▸ What you need to do
Please count the lines in the entries below that contain the word "floor" and reply with only that number.

▸ Record extracts
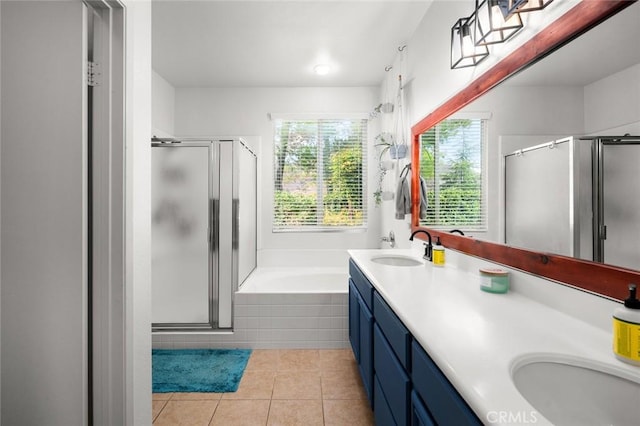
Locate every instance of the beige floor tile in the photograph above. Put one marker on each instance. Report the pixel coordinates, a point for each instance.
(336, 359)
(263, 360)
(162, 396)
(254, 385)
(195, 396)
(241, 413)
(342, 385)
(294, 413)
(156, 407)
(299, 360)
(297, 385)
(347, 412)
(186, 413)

==

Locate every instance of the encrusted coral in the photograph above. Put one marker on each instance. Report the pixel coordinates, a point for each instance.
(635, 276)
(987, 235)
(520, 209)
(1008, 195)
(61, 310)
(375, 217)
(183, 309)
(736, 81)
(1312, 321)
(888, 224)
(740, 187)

---

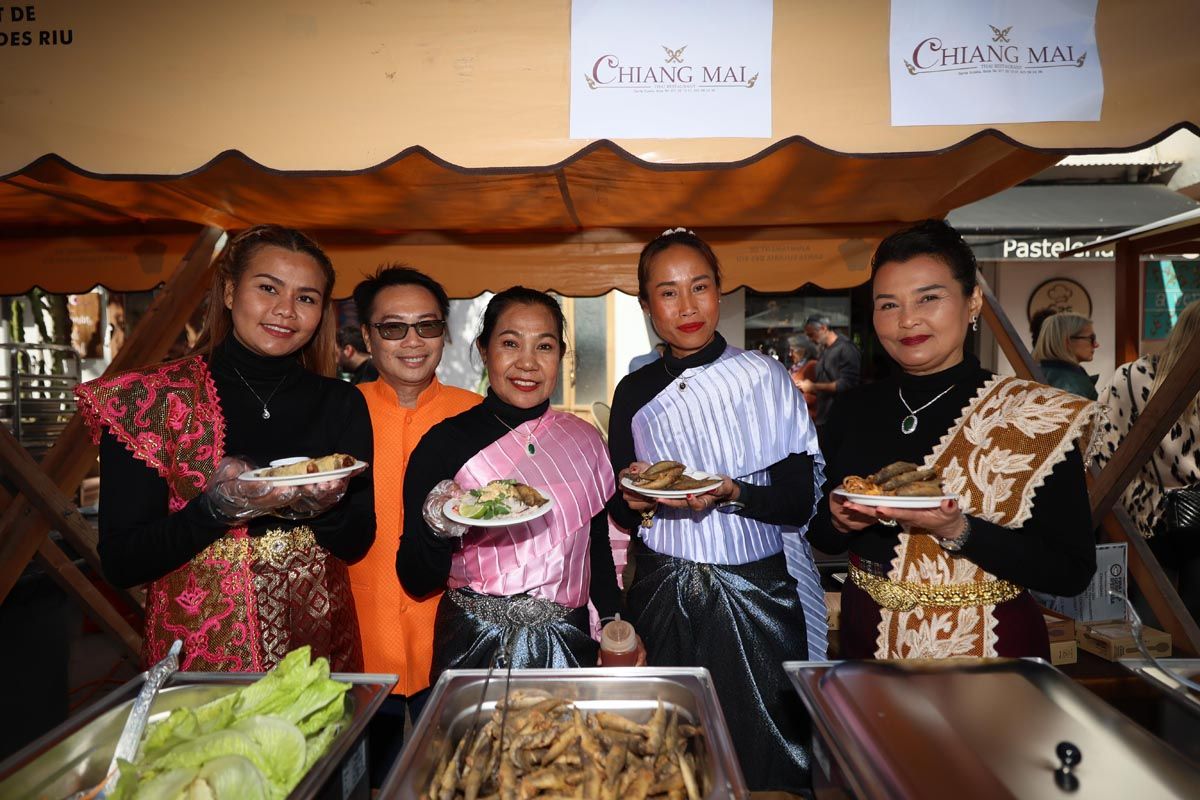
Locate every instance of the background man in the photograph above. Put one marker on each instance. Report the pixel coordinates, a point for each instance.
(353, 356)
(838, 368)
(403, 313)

▸ Task answer
1